*** Opening of Source document ***

People-Centred Medical Image Analysis via Fairness-Aware Human-AI Cooperation
Abstract
Machine learning models for medical image analysis often exhibit subgroup-dependent performance, which impacts how decisions should be allocated between automated systems and human experts under limited resources. Prior work on AI fairness and human-AI cooperation, including learning to defer (L2D) and learning to complement (L2C), typically addresses these problems in isolation. We propose People-Centred Medical Image Analysis (PecMan), a framework for fairness-aware human-AI co-operative classification that jointly models subgroup-dependent reliability, decision allocation, and collaborative prediction. PecMan combines subgroup-specialised predictors with a gating and consolidation mechanism that dynamically assigns cases to automated models, human experts, or their combination, without requiring sensitive attributes at test time. We also introduce the FairHAI benchmark for evaluating trade-offs between predictive accuracy, subgroup equity, and human involvement. In addition, we provide a theoretical analysis of multi-agent gating via selection regret and characterise fairness-coverage trade-offs under input-dependent allocation. Experiments across multiple medical imaging datasets demonstrate that PecMan achieves consistently improved trade-offs compared to methods that address fairness or human-AI cooperation separately.

*** Close of Source document ***
*** Opening of Information shown ***

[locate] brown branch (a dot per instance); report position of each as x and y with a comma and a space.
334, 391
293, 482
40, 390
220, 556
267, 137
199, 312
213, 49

*** Close of Information shown ***

Task prompt: From the PecMan abstract, list the three things that the proposed framework is said to jointly model.

Response: Subgroup-dependent reliability, decision allocation, and collaborative prediction.